***** LISTAGEM EXTRAÍDA
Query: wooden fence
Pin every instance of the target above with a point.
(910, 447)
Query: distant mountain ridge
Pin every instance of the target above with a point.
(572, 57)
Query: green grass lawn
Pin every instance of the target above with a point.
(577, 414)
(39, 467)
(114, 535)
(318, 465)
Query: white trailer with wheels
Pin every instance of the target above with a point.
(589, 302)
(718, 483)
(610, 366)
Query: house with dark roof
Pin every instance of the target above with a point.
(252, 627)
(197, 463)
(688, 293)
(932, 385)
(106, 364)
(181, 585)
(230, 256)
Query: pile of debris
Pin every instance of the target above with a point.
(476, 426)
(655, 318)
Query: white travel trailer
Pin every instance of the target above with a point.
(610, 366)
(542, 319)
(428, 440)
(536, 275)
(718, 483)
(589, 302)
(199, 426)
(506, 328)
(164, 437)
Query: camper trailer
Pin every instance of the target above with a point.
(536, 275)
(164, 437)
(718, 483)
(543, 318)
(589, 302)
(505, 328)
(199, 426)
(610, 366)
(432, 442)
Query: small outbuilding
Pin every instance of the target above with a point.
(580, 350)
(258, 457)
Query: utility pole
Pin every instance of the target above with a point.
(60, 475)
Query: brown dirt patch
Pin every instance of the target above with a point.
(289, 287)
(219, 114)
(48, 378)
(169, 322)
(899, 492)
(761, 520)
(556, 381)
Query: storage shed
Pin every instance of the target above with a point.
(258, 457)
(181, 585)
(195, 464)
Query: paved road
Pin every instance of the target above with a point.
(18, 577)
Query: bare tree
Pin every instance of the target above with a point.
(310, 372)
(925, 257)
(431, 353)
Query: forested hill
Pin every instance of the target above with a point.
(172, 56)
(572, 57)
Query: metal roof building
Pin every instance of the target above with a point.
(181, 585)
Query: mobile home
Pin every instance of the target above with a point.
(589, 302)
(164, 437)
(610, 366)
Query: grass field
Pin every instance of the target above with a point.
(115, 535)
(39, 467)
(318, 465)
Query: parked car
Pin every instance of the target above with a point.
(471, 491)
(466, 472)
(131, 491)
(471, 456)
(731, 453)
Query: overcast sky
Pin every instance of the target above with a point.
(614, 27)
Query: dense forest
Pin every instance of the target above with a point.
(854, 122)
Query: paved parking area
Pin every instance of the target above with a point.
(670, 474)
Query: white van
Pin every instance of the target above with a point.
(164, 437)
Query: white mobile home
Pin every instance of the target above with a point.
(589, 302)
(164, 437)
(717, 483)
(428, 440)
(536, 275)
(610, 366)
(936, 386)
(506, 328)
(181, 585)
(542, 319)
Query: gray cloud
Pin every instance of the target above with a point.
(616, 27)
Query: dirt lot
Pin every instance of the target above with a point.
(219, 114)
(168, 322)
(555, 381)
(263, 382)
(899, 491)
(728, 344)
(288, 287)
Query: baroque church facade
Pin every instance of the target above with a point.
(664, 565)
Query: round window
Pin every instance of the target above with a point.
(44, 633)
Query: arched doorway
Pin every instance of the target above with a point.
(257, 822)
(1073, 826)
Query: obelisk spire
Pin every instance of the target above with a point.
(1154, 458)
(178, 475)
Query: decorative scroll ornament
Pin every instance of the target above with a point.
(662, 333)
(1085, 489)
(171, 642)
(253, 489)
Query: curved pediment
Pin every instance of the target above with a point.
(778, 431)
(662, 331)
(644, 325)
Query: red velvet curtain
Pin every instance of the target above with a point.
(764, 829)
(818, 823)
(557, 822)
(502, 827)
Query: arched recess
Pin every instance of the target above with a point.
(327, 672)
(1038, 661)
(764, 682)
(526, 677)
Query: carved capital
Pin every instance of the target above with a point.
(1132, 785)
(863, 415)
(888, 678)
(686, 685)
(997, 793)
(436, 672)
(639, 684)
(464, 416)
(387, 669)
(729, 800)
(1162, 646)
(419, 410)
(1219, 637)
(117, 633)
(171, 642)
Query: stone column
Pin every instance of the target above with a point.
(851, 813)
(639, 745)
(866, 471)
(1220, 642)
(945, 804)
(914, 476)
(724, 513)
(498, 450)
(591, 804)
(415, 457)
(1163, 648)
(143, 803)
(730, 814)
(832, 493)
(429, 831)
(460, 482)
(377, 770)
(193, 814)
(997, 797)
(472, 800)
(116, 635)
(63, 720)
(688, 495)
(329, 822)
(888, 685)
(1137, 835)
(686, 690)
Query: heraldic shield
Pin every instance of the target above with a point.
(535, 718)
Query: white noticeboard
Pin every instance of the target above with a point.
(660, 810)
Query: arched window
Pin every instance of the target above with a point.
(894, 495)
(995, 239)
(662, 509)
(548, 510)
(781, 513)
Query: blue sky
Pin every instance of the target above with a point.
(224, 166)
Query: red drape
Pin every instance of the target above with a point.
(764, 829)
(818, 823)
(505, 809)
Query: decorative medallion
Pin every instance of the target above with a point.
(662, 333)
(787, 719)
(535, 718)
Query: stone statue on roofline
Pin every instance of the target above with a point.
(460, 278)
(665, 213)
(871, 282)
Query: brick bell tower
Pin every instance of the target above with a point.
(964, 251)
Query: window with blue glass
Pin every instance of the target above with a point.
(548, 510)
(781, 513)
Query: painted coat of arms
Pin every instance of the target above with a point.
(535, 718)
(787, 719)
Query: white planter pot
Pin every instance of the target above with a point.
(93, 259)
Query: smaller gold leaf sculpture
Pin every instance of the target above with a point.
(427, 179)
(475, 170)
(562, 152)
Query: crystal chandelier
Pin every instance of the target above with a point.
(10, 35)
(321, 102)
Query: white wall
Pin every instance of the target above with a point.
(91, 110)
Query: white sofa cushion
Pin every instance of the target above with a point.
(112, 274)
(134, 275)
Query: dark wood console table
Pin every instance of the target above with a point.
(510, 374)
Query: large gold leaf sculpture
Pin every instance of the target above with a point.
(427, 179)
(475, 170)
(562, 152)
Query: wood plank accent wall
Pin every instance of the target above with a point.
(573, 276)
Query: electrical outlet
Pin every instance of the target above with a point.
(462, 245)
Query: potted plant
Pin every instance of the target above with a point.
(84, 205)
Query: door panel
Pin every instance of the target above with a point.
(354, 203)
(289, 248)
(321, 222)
**********
TAREFA SOLICITADA. Reproduza todas as linhas da listagem acima, trocando "Query" por "Label" e mantendo todo o resto igual.

RESULTADO DO EXERCÍCIO.
Label: wooden fence
Pin every instance of the target above with a point.
(910, 447)
Label: distant mountain ridge
Pin every instance of the target above with a point.
(572, 57)
Label: green grass lawn
Pin every instance of the target above with a point.
(577, 414)
(39, 467)
(114, 535)
(318, 465)
Label: white trailer with wheels
Pin every instance of the target above with a point.
(589, 302)
(718, 483)
(610, 366)
Label: house with dark roof
Pin every instance of the target above with a point.
(252, 627)
(197, 463)
(688, 293)
(932, 385)
(106, 364)
(181, 585)
(230, 256)
Label: pile of debris
Pin every instance of the target above with a point.
(476, 426)
(655, 318)
Label: white travel trailer
Pin every instance of the target above with a point.
(610, 366)
(542, 319)
(428, 440)
(536, 275)
(718, 483)
(589, 302)
(199, 426)
(506, 328)
(164, 437)
Label: camper trailer
Pin every instance of the target above with a point.
(536, 275)
(164, 437)
(718, 483)
(543, 318)
(589, 302)
(505, 328)
(199, 426)
(610, 366)
(432, 442)
Label: small outbuilding
Pin every instance of the target above with a point.
(580, 350)
(258, 457)
Label: utility pole
Pin every instance of the target above with a point.
(60, 475)
Label: brown dirt patch
Pin every instance of the target above with a point.
(289, 287)
(219, 114)
(48, 378)
(169, 322)
(899, 492)
(761, 520)
(556, 381)
Label: storage shed
Pin every instance of the target above with a point.
(258, 457)
(181, 585)
(195, 464)
Label: paved road
Pin every instance of the target above with a point.
(18, 577)
Label: bare tree
Pin every instance of the target above with a point.
(310, 372)
(925, 257)
(431, 353)
Label: forested hill
Pin every instance of the target above with a point.
(172, 56)
(572, 57)
Label: metal roof building
Pin every instance of the target above with a point.
(181, 585)
Label: mobile home
Pin every instance of the target above with a point.
(589, 302)
(164, 437)
(610, 366)
Label: grass field
Pin every instance of the target above with a point.
(115, 535)
(39, 467)
(318, 465)
Label: parked car
Pin every instance of the target above with a point.
(471, 491)
(466, 472)
(131, 491)
(471, 456)
(731, 453)
Label: overcast sky
Pin every instance of the target above with a point.
(614, 27)
Label: dense forest
Pin every instance of the target above with a point.
(854, 122)
Label: paved parking area
Pin every instance of the target above with a point.
(670, 474)
Label: white van
Pin every instance of the target above with a point.
(164, 437)
Label: white mobile home
Pin every instance of the target above with a point.
(589, 302)
(164, 437)
(717, 483)
(428, 440)
(536, 275)
(610, 366)
(936, 386)
(506, 328)
(181, 585)
(542, 319)
Label: gray cloud
Pin every instance of the target above with a point.
(616, 27)
Label: dirt lot
Pin every instance of the target above with a point.
(219, 114)
(168, 322)
(555, 381)
(263, 382)
(899, 491)
(728, 344)
(288, 287)
Label: baroque church facade
Pin every instance of the target above with a point.
(664, 565)
Label: round window
Pin every instance of the target above with a point.
(44, 633)
Label: arched doorway
Pin every instance of the target above with a point.
(257, 822)
(1073, 826)
Label: obelisk spire
Pin every instance of the target above with a point.
(1154, 458)
(178, 475)
Label: decorative scroll ornament
Pin every instance of the target above with a point.
(662, 333)
(1085, 489)
(171, 642)
(253, 489)
Label: curved pediment
Pin every instance of the target above with a point.
(778, 431)
(662, 331)
(644, 325)
Label: red velvet curtain
Pin every instance of the target above with a point.
(764, 829)
(818, 823)
(557, 822)
(502, 827)
Label: arched recess
Pin every instance of the target above with a point.
(327, 672)
(1038, 661)
(764, 682)
(526, 677)
Label: carved capital
Pin every instance of the target above with a point.
(1132, 785)
(863, 415)
(888, 678)
(686, 685)
(997, 793)
(436, 672)
(639, 684)
(464, 416)
(387, 669)
(729, 800)
(1162, 646)
(419, 410)
(1219, 637)
(117, 633)
(171, 642)
Label: stone column
Pin every instance of the target above with a point.
(851, 813)
(639, 745)
(866, 471)
(1220, 642)
(945, 804)
(914, 476)
(724, 513)
(498, 450)
(591, 804)
(415, 457)
(1163, 648)
(143, 803)
(730, 814)
(832, 493)
(429, 831)
(460, 482)
(377, 770)
(193, 814)
(997, 797)
(472, 800)
(116, 635)
(63, 720)
(688, 495)
(329, 822)
(888, 685)
(1137, 835)
(686, 690)
Label: heraldic shield
Pin every instance of the target above with a point.
(535, 718)
Label: white noticeboard
Pin every instance of the target above with a point.
(660, 810)
Label: arched window
Pin every instance of the target above with a point.
(894, 495)
(995, 239)
(662, 509)
(548, 510)
(781, 513)
Label: blue sky
Pin every instance of the target above with a point.
(224, 166)
Label: red drape
Pin every instance of the target above with a point.
(764, 829)
(818, 823)
(505, 809)
Label: decorative medallion
Pin every instance of the target above with a point.
(662, 333)
(787, 719)
(535, 718)
Label: stone statue on roofline
Pin every instance of the target above with a point.
(460, 278)
(665, 213)
(871, 282)
Label: brick bell tower
Pin every instance of the target above with a point.
(964, 251)
Label: window with blue glass
Pin every instance of the target above with a point.
(548, 510)
(781, 513)
Label: painted coat of arms
Pin every instance of the target above with a point.
(535, 718)
(787, 719)
Label: white planter pot
Pin every instance of the target above with a point.
(93, 259)
Label: smaller gold leaf sculpture
Pin every instance of the target above with a point.
(427, 179)
(475, 170)
(562, 152)
Label: crystal chandelier
Pin every instance of the target above with a point.
(10, 35)
(321, 102)
Label: white wall
Pin every instance of the target above with a point.
(91, 110)
Label: white sofa cushion
Pin every instance of the target above with a point.
(112, 274)
(134, 275)
Label: dark wood console table
Pin every instance of the target above with a point.
(510, 374)
Label: large gold leaf sculpture
Pin every instance of the target above with a point.
(427, 179)
(475, 170)
(562, 152)
Label: wood plank accent wall
Pin every instance of the target above with a point.
(573, 276)
Label: electrical outlet
Pin every instance of the target above with a point.
(462, 245)
Label: potted plant
Pin every instance of the target above with a point.
(84, 205)
Label: door panel
Pin every instance of the target above with a point.
(354, 203)
(289, 248)
(321, 222)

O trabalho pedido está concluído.